> _TASK PROMPT_
In the msdm_posteriori documentation, what sensitivity value does the function use if the 'sensitivity' threshold is chosen without a value?

> _DOCUMENT TEXT_
↓↓↓

Methods to correct overprediction of species distribution models based on occurrences and suitability patterns.
Source:R/msdm_posteriori.R
msdm_posteriori.Rd
These methods reduce overprediction of species distribution models based on a posteriori methods (see Mendes et al 2020), i.e., the combination of the patterns of species occurrences and predicted suitability
Usage
msdm_posteriori(
records,
x,
y,
pr_ab,
cont_suit,
method = c("obr", "pres", "lq", "mcp", "bmcp"),
thr = "equal_sens_spec",
buffer = NULL,
crs = NULL
)
Arguments
- records
tibble or data.frame. A database with spatial coordinates of species presences and absences (or pseudo-absence) used to create species distribution models.
- x
character. Column name with spatial x coordinates.
- y
character. Column name with spatial y coordinates.
- pr_ab
character. Column name with presence and absence data (i.e. 1 and 0)
- cont_suit
SpatRaster. Raster with continuous suitability predictions "species_specific" type calculates the minimum pairwise-distances between all occurrences and then selects the maximum distance, i.e., the value of the buffer will be the maximum distance from the minimum distance. This procedure depends on the spatial pattern of each species' occurrences; thus, for each species, a value of buffer width will be calculated (usage buffer="species_specific").
- method
character. A character string indicating which constraint method will be used.
- thr
character or numeric. Threshold used to get binary suitability values (i.e. 0,1), needed for threshold-dependent performance metrics. Only one threshold type can be specified. It is necessary to provide a vector for this argument. The following threshold criteria are available:
lpt: The highest threshold at which there is no omission.
equal_sens_spec: Threshold at which the sensitivity and specificity are equal.
max_sens_spec: Threshold at which the sum of the sensitivity and specificity is the highest (aka threshold that maximizes the TSS).
max_jaccard: The threshold at which the Jaccard index is the highest.
max_sorensen: The threshold at which the Sorensen index is highest.
max_fpb: The threshold at which FPB is highest.
sensitivity: Threshold based on a specified sensitivity value. Usage thr = c('sensitivity', sens='0.6') or thr = c('sensitivity'). 'sens' refers to sensitivity value. If it is not specified a sensitivity values, function will use by default 0.9
Also, it is possible specifying the threshold value using a numeric values (thr = 0.623). Default "equal_sens_spec".
- buffer
numeric. Buffer width use in 'bmcp' approach. The buffer width will be interpreted in m if Coordinate reference system used in "crs" argument has a longitude/latitude, or map units in other cases. Usage buffer=50000. Default NULL
- crs
character. Coordinate reference system used for calculating buffer in "bmcp" method.
Details
These function help reduce overprediction of species distribution models based on the combination of the patterns of species occurrences and predicted suitability. It is recommended to use these approaches only for current distribution not for models projected for different time periods (past or future).

↑↑↑

> _ITEMS_
↓↓↓

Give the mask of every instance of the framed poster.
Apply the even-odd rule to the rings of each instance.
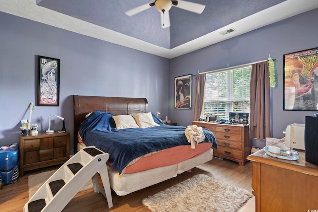
[[[191,109],[192,74],[174,78],[174,109]]]
[[[38,56],[38,106],[58,106],[60,60]]]
[[[284,110],[318,110],[318,47],[284,55]]]

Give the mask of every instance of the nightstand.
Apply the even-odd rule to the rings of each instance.
[[[29,171],[64,163],[70,158],[70,133],[21,135],[19,145],[20,177]]]

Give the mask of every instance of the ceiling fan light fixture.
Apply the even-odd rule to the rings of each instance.
[[[155,2],[155,6],[159,12],[164,12],[165,11],[169,11],[172,6],[172,2],[171,0],[157,0]]]

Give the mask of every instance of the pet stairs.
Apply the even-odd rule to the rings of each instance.
[[[86,183],[91,178],[95,192],[107,199],[113,207],[106,162],[109,157],[91,146],[85,147],[58,169],[25,204],[24,212],[61,212]],[[98,183],[99,173],[103,187]]]

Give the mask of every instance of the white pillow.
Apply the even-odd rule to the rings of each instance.
[[[151,112],[147,113],[133,113],[131,114],[140,128],[159,126],[159,125],[155,122],[153,115]]]
[[[120,130],[126,128],[139,128],[134,118],[130,115],[119,115],[113,116],[116,128]]]

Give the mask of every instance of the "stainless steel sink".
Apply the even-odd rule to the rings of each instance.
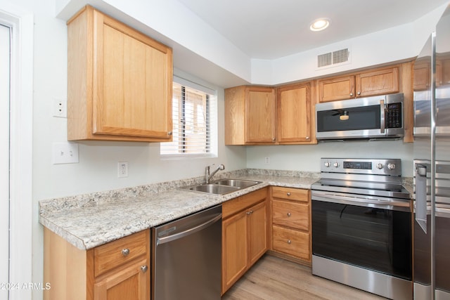
[[[199,184],[181,188],[183,190],[193,192],[206,193],[208,194],[225,195],[229,193],[236,192],[242,188],[261,183],[261,181],[255,181],[243,179],[219,179],[212,183]]]
[[[236,186],[240,188],[248,188],[249,186],[255,185],[258,183],[261,183],[261,181],[254,181],[243,179],[219,179],[214,181],[214,184],[220,184],[222,185]]]
[[[194,192],[203,192],[207,193],[209,194],[224,195],[228,193],[236,192],[236,190],[239,190],[239,188],[210,183],[188,187],[188,189]]]

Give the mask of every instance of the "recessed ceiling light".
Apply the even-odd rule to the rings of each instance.
[[[323,30],[330,25],[330,20],[326,18],[321,18],[311,22],[309,29],[312,31]]]

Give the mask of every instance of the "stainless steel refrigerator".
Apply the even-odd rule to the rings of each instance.
[[[414,299],[450,299],[450,6],[414,64]]]

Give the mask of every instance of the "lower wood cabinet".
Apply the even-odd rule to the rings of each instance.
[[[82,250],[44,228],[44,299],[150,299],[150,230]]]
[[[224,294],[268,249],[267,188],[222,204]]]
[[[272,247],[305,264],[311,263],[309,190],[271,188]]]

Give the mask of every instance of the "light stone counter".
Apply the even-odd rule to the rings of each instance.
[[[245,169],[219,172],[221,178],[262,183],[224,195],[178,188],[202,177],[39,202],[39,222],[81,249],[91,249],[163,224],[269,185],[311,188],[319,173]]]

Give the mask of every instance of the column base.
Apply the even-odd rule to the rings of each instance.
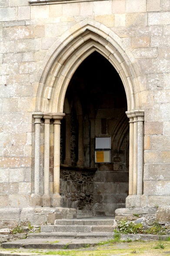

↑↑↑

> _SOLUTION_
0.9